Exercise directions.
Leaving out the images, transcribe every record below exactly.

Image-grounded pointing data:

= = = = = = =

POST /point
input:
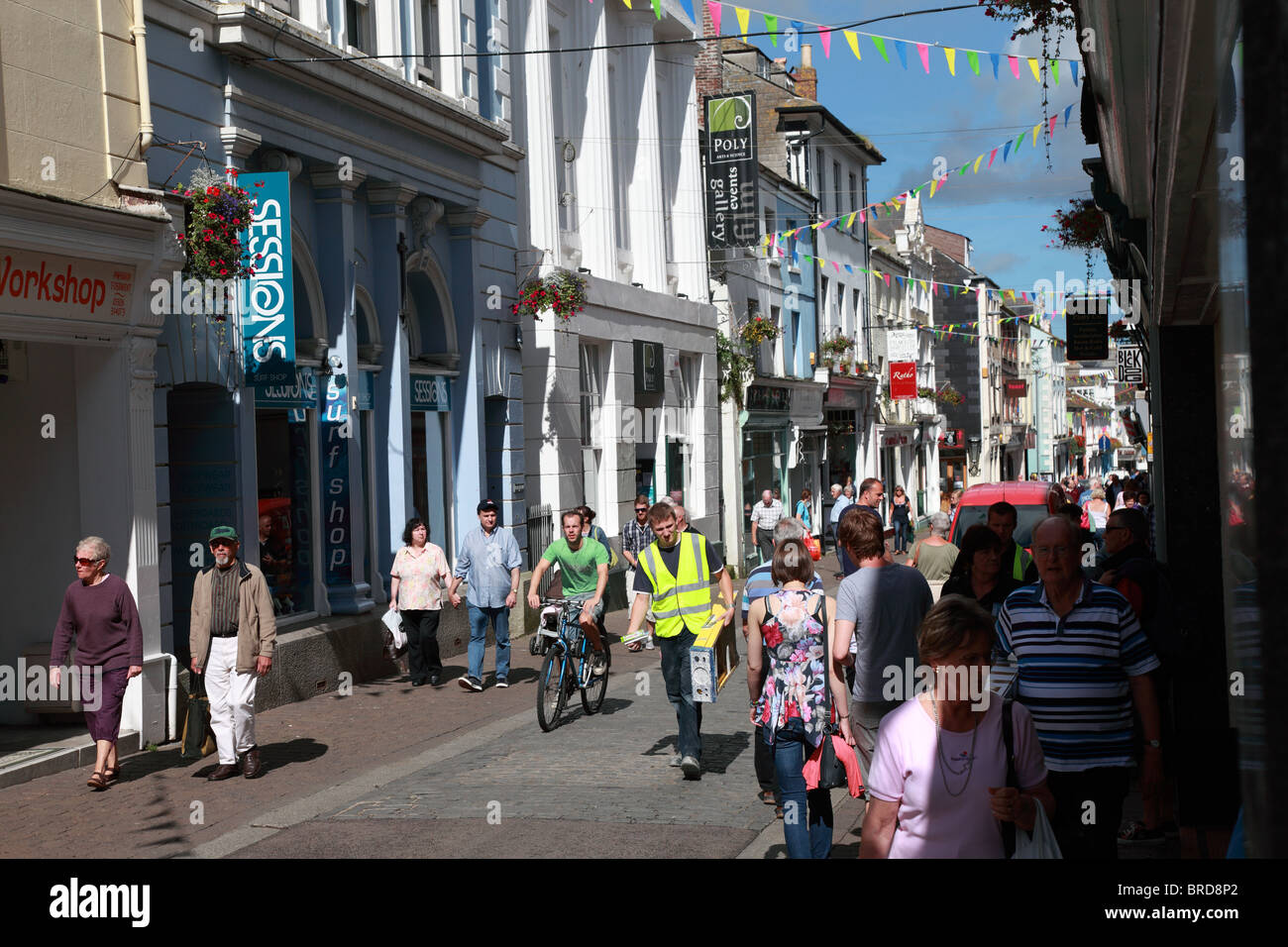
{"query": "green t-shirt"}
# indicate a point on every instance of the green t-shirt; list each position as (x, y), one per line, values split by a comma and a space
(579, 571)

= = = = = = =

Task answer.
POST /point
input:
{"query": "green t-shirt"}
# indicate a point on every instance of the green t-shirt; list each position as (x, y), one per line, values split by a comma and a space
(579, 571)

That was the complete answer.